## Short problem
Copy out the post of management jokes below, word for word and in full.

## Source text
# # # #
Archive for the ‘Short Stories’ Category

Management lessons

Posted by maneesh On December - 14 - 2010

LESSON 1 : Standing in front of a shredder with a piece of paper in his hand, "Listen," said the CEO, "this is a very sensitive and important document, and my secretary has left. Can you make this thing work?" "Certainly," said the young executive. He turned the machine on, inserted the paper, and pressed the start button. "Excellent, excellent!" said the CEO as his paper disappeared inside the shredder machine. "I just need one copy."

LESSON: "NEVER, NEVER ASSUME THAT YOUR BOSS KNOWS EVERYTHING"

LESSON 2: A junior manager, a senior manager and their boss are on their way to a meeting. On their way through a park, they come across a wonder lamp. They rub the lamp and a ghost appears. The ghost says, "Normally, one is granted three wishes but as you are three, I will allow one wish each" So the eager senior manager shouted, "I want the first wish. I want to be in the Bahamas, on a fast boat and have no worries." Pfufffff. and he was gone. Now the junior manager could not keep quiet and shouted "I want to be In Florida with beautiful girls, plenty of food and cocktails." Pfufffff. and he was also gone. The boss calmly said, "I want these two idiots back in the office after lunch at 12.35pm."
MORAL OF THE STORY IS: "ALWAYS ALLOW THE BOSS TO SPEAK FIRST"

LESSON 3: An American and a Japanese were sitting on the plane on the way to LA When the American turned to the Japanese and asked, "What kind of -ese are you?" The Japanese confused, replied, "Sorry but I don't understand what you mean." The American repeated, "What kind of -ese are you?" Again, the Japanese was confused over he question. The American, now irritated, then yelled, "What kind of -ese are you ... Are you a Chinese, Japanese, Vietnamese!, etc......???" The Japanese then replied, "Oh, I am a Japanese." A while later the Japanese turned to the American and asked
What kind of 'key' was he. The American, frustrated, yelled, "What do you mean what kind of -kee'am I ?!" The Japanese said, "Are you a Yankee, donkee, or monkee?"
# # # #
## Data section
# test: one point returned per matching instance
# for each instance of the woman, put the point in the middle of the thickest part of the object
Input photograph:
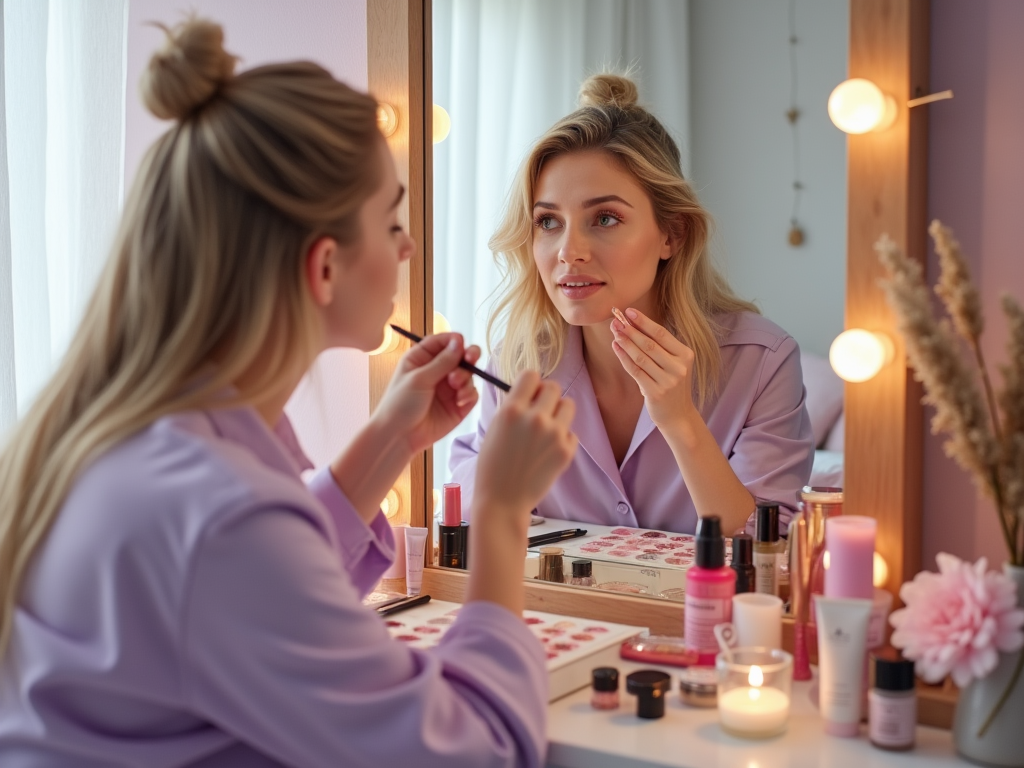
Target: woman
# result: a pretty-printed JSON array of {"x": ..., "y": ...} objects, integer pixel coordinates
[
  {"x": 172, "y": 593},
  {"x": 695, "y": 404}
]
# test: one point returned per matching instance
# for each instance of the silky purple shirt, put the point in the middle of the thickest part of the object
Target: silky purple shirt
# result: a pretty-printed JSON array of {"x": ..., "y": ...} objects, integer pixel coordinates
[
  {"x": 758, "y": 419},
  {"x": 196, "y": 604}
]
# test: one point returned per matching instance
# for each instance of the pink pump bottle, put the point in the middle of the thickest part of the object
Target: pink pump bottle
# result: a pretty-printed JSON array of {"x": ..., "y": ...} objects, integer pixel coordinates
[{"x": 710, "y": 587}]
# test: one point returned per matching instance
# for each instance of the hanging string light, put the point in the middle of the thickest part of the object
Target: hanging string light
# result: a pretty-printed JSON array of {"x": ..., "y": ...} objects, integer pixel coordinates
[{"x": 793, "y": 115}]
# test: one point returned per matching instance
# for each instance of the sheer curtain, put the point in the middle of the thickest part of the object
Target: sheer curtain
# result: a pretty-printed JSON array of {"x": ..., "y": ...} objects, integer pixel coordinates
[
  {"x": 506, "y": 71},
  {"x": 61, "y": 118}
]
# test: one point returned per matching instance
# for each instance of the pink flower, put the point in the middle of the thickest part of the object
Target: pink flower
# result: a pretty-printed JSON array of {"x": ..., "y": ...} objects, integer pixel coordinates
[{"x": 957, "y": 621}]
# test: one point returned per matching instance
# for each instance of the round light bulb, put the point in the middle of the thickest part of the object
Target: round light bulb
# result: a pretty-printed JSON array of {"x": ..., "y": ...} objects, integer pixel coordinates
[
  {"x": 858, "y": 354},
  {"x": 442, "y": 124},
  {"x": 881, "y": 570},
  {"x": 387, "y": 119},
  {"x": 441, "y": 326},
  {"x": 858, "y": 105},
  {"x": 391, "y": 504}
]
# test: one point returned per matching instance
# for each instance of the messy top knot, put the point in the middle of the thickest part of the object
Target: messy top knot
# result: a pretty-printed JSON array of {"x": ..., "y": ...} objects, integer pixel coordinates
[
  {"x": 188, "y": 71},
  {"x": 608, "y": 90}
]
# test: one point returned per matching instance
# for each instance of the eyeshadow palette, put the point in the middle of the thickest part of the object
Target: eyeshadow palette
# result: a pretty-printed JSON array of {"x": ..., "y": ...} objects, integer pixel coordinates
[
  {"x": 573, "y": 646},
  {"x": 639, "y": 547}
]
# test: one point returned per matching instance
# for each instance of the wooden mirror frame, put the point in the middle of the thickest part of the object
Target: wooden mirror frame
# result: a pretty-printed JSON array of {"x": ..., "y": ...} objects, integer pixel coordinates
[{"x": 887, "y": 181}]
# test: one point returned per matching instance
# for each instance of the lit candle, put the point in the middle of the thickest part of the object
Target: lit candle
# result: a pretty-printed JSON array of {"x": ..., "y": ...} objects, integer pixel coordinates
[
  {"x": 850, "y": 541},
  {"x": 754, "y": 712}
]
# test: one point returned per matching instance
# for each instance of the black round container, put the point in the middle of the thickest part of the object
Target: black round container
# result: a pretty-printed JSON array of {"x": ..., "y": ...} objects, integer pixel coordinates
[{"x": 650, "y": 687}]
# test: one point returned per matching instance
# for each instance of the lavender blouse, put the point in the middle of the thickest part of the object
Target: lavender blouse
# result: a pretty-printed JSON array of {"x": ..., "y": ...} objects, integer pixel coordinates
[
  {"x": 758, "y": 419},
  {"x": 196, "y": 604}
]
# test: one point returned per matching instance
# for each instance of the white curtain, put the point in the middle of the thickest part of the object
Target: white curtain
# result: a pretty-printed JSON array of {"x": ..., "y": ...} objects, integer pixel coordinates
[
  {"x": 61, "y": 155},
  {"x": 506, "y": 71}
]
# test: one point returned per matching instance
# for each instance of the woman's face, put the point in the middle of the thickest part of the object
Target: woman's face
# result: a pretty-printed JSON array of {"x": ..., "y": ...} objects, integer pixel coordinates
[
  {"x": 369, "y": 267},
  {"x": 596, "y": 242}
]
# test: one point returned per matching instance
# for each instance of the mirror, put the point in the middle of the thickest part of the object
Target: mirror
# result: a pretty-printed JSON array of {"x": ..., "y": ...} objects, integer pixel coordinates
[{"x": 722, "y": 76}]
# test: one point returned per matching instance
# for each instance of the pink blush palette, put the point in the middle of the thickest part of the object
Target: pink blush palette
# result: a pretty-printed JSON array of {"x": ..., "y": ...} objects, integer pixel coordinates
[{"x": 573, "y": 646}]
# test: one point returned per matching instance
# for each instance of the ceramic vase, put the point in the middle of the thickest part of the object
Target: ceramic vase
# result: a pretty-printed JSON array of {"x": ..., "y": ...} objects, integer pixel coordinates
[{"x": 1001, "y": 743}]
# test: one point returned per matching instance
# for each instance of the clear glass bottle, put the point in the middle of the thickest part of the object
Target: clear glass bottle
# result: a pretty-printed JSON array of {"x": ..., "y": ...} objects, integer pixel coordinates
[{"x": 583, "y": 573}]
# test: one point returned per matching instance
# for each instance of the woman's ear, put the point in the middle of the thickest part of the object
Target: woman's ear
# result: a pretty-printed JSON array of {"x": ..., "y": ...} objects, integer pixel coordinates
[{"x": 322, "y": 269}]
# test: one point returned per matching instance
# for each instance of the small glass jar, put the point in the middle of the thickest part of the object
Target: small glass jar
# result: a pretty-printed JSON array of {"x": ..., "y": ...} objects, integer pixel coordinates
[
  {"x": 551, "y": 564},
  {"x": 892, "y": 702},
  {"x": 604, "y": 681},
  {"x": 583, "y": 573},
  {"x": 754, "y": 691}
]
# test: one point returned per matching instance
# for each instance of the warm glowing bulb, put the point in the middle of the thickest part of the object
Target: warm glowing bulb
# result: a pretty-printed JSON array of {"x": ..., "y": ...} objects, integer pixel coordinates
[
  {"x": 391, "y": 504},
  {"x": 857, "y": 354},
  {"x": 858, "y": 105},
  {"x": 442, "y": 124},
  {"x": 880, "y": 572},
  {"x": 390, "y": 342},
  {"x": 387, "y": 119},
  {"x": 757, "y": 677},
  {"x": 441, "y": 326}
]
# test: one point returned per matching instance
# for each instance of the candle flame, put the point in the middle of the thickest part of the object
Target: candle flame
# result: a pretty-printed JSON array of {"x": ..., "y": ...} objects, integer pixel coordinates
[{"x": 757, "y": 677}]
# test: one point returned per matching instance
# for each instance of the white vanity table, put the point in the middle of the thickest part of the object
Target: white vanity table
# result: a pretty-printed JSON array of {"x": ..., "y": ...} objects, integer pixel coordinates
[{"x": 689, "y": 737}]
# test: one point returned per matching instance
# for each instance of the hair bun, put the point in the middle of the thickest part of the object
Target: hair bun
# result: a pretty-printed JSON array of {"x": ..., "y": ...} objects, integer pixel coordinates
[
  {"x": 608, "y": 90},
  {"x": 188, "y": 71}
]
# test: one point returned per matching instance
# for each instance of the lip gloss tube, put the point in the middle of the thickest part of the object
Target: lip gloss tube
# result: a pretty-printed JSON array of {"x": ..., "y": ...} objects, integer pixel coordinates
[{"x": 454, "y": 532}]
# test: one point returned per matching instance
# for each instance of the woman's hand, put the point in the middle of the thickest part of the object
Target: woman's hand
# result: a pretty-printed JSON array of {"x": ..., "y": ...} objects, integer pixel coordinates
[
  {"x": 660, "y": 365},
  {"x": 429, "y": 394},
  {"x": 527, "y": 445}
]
# # # #
## The reply
Archive for the ‘Short Stories’ Category

Management lessons

Posted by maneesh On December - 14 - 2010

LESSON 1 : Standing in front of a shredder with a piece of paper in his hand, "Listen," said the CEO, "this is a very sensitive and important document, and my secretary has left. Can you make this thing work?" "Certainly," said the young executive. He turned the machine on, inserted the paper, and pressed the start button. "Excellent, excellent!" said the CEO as his paper disappeared inside the shredder machine. "I just need one copy."

LESSON: "NEVER, NEVER ASSUME THAT YOUR BOSS KNOWS EVERYTHING"

LESSON 2: A junior manager, a senior manager and their boss are on their way to a meeting. On their way through a park, they come across a wonder lamp. They rub the lamp and a ghost appears. The ghost says, "Normally, one is granted three wishes but as you are three, I will allow one wish each" So the eager senior manager shouted, "I want the first wish. I want to be in the Bahamas, on a fast boat and have no worries." Pfufffff. and he was gone. Now the junior manager could not keep quiet and shouted "I want to be In Florida with beautiful girls, plenty of food and cocktails." Pfufffff. and he was also gone. The boss calmly said, "I want these two idiots back in the office after lunch at 12.35pm."
MORAL OF THE STORY IS: "ALWAYS ALLOW THE BOSS TO SPEAK FIRST"

LESSON 3: An American and a Japanese were sitting on the plane on the way to LA When the American turned to the Japanese and asked, "What kind of -ese are you?" The Japanese confused, replied, "Sorry but I don't understand what you mean." The American repeated, "What kind of -ese are you?" Again, the Japanese was confused over he question. The American, now irritated, then yelled, "What kind of -ese are you ... Are you a Chinese, Japanese, Vietnamese!, etc......???" The Japanese then replied, "Oh, I am a Japanese." A while later the Japanese turned to the American and asked
What kind of 'key' was he. The American, frustrated, yelled, "What do you mean what kind of -kee'am I ?!" The Japanese said, "Are you a Yankee, donkee, or monkee?"